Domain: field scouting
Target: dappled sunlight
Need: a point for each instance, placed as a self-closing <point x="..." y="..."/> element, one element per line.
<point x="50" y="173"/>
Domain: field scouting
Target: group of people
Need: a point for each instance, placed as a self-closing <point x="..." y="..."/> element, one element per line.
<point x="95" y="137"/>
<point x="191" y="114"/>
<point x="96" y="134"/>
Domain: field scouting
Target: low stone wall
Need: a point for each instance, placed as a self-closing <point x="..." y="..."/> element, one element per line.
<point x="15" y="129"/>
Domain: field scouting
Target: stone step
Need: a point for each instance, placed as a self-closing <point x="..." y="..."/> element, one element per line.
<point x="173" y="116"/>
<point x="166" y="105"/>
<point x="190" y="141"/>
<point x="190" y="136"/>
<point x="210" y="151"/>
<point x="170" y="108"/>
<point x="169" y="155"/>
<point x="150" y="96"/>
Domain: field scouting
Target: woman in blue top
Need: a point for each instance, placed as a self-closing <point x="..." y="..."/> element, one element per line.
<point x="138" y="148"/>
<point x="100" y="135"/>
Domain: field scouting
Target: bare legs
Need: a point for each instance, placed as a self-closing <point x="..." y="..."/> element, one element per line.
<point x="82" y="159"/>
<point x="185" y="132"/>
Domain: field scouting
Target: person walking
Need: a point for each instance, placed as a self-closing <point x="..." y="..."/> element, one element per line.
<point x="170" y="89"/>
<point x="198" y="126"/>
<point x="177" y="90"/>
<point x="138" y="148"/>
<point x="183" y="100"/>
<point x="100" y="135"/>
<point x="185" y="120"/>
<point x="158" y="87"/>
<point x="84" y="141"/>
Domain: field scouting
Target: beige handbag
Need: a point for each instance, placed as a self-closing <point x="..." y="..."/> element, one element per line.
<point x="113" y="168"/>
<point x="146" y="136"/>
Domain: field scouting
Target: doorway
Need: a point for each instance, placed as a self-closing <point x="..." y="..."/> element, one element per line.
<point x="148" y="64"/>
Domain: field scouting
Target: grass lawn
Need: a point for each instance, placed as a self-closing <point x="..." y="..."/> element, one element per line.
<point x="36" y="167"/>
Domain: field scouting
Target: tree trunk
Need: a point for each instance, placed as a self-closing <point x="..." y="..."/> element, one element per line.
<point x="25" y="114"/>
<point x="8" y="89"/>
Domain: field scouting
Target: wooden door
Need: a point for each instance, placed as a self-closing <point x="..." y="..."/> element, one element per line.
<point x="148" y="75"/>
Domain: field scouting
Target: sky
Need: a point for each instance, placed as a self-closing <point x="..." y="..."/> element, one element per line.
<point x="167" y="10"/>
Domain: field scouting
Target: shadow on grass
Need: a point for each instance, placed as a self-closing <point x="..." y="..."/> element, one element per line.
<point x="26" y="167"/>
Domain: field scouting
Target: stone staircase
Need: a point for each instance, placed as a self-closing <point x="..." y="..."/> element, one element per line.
- - - -
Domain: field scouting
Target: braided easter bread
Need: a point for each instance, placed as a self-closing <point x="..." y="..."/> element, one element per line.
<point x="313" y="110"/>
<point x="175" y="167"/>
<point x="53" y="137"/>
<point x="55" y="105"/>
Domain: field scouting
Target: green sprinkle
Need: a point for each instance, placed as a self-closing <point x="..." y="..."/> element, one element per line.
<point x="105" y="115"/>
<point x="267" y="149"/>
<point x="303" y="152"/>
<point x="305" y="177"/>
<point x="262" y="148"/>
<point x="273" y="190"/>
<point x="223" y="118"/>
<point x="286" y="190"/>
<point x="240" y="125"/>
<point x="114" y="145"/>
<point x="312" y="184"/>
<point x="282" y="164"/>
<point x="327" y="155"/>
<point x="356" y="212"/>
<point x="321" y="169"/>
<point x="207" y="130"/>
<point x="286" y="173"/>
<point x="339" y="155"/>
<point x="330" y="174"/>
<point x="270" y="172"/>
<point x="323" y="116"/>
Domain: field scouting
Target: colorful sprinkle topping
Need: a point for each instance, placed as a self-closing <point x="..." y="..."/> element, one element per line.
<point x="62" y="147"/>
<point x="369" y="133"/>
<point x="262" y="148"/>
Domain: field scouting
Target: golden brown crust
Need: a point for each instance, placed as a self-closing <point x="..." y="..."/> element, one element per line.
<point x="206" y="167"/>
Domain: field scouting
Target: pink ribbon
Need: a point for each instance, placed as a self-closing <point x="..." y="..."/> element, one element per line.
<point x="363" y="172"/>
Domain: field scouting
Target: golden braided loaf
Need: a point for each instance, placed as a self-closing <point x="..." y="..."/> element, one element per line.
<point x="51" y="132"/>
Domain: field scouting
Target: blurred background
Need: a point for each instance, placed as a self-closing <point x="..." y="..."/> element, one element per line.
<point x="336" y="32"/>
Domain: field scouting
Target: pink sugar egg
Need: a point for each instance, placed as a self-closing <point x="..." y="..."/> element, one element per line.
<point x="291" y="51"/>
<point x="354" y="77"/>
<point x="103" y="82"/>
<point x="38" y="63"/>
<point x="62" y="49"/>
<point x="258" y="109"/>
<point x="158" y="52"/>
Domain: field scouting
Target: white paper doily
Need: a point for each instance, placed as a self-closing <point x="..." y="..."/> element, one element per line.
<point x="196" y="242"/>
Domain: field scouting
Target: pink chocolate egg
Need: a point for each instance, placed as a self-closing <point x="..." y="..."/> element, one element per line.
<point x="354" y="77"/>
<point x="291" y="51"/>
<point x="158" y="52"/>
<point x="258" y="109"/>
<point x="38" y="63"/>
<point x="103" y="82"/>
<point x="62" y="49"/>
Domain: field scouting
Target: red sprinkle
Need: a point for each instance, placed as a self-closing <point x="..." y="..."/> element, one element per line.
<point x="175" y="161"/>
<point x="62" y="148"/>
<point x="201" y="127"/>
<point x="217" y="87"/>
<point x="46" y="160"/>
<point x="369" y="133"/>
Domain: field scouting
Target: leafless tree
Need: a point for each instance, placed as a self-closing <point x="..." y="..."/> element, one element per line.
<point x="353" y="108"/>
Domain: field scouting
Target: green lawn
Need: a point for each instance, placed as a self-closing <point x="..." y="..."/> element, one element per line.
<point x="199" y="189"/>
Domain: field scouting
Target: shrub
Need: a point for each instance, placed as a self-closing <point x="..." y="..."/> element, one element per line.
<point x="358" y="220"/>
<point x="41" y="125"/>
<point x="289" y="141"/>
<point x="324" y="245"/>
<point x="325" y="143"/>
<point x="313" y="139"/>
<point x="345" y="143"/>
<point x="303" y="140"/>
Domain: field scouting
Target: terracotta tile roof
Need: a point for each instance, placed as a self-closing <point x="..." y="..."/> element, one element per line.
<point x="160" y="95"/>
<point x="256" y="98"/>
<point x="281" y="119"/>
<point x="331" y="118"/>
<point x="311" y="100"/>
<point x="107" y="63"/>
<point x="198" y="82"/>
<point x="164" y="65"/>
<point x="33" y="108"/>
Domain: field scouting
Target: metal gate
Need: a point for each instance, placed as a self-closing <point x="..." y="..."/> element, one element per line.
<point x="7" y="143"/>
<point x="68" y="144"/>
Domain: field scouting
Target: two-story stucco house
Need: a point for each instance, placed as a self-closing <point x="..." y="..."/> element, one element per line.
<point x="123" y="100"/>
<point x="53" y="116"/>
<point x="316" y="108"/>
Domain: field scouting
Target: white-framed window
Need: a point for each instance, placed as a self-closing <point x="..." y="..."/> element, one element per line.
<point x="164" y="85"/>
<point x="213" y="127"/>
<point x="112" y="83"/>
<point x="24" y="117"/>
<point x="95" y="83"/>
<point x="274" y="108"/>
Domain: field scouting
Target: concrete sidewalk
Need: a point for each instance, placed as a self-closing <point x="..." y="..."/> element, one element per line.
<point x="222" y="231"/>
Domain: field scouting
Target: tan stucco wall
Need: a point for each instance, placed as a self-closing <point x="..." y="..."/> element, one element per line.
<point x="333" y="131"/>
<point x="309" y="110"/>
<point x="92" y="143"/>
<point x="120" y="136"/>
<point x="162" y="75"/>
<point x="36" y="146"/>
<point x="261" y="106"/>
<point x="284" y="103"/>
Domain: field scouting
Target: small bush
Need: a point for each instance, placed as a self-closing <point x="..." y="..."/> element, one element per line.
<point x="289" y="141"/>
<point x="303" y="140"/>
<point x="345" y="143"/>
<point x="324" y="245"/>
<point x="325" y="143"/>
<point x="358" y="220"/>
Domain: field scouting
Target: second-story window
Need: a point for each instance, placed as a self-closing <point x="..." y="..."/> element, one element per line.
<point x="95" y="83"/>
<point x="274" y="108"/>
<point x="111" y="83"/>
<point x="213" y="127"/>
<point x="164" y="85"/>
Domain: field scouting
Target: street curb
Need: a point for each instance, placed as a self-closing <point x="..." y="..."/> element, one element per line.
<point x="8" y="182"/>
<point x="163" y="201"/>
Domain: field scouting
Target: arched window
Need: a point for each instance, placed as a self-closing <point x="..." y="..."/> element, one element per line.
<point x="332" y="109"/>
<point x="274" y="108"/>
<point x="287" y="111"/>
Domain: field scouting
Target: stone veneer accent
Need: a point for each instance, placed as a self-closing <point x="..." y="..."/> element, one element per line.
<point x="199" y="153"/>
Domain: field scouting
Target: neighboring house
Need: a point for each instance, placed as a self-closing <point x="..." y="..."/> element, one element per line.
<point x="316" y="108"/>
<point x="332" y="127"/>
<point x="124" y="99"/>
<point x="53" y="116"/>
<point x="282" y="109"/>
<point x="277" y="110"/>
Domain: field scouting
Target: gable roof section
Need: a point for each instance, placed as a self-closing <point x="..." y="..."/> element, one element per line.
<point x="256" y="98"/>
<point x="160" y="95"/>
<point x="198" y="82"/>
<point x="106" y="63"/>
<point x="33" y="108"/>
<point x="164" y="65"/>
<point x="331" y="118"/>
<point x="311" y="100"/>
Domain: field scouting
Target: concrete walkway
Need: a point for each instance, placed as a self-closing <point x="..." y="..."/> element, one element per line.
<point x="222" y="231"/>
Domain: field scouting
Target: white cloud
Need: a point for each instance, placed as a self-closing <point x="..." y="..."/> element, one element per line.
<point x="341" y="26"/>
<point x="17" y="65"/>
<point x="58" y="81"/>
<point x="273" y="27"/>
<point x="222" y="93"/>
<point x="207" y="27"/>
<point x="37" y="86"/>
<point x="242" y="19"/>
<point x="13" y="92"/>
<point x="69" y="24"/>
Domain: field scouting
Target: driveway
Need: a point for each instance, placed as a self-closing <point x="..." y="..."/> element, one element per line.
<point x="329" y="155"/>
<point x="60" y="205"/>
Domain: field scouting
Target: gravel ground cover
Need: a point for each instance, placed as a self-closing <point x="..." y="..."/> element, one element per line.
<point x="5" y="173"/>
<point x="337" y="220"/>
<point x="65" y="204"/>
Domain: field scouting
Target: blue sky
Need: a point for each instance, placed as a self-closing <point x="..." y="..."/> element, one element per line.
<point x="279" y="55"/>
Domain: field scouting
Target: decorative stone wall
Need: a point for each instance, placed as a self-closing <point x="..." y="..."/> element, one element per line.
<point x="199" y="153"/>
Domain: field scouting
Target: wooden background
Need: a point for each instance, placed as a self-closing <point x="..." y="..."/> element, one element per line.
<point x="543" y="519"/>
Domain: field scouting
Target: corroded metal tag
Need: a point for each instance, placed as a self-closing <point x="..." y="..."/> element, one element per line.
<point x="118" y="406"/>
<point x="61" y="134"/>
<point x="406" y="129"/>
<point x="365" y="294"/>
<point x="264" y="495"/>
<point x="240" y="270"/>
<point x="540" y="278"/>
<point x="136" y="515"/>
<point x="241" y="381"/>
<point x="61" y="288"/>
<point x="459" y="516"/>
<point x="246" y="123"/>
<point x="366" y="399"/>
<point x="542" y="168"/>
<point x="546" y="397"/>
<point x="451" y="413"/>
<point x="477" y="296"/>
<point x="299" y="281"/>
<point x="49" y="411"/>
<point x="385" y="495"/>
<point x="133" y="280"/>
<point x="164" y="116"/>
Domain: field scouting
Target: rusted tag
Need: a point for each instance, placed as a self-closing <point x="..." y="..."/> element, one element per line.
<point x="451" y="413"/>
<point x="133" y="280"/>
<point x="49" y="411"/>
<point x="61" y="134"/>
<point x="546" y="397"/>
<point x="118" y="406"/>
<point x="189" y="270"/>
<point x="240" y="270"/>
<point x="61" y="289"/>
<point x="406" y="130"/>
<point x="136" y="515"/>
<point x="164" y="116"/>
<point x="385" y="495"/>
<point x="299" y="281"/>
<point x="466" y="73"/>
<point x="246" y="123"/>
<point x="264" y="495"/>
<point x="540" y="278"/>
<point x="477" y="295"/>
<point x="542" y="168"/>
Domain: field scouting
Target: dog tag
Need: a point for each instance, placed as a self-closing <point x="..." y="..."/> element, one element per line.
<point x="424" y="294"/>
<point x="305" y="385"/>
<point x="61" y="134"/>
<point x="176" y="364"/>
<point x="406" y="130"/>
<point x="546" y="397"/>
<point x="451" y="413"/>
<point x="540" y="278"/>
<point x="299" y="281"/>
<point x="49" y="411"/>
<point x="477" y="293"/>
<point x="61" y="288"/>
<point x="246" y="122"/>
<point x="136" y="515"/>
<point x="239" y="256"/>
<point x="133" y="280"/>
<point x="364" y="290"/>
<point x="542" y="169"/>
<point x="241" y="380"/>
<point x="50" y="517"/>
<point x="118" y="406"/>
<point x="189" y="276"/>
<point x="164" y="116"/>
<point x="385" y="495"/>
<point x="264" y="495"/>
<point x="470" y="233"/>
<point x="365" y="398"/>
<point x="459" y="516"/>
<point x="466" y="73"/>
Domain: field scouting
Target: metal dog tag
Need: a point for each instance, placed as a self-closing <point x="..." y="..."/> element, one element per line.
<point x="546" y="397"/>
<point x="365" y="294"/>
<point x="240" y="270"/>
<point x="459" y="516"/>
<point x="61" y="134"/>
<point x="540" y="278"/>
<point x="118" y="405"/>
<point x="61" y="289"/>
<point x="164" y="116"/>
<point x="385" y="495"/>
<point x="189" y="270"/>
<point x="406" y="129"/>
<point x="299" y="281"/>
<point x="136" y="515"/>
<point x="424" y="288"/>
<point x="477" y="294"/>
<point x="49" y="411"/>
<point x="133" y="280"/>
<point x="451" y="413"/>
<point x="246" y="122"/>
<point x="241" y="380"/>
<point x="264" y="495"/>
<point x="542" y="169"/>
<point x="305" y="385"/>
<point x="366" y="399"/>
- - - -
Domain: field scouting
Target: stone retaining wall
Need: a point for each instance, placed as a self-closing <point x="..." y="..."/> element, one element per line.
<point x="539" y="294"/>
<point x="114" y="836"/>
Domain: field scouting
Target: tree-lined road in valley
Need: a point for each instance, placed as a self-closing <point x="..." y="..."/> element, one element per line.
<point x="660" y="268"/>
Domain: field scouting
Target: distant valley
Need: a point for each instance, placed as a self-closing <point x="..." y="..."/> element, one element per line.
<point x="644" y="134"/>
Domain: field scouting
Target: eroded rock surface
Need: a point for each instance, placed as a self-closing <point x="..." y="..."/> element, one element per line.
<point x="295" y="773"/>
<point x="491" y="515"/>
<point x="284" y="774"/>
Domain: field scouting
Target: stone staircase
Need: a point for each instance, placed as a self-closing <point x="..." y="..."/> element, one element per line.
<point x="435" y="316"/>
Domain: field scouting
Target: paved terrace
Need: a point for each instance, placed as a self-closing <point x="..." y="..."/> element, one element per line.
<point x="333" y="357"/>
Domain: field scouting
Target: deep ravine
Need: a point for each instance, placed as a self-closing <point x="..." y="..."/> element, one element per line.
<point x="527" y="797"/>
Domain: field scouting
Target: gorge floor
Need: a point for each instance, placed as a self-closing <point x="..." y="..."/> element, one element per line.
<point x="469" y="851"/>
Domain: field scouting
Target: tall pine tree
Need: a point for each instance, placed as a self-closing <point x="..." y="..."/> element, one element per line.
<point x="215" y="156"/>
- - - -
Task description:
Gather every line of the records that contains the string "lawn", and copy each one out in full.

The output:
Target: grass lawn
Target: green lawn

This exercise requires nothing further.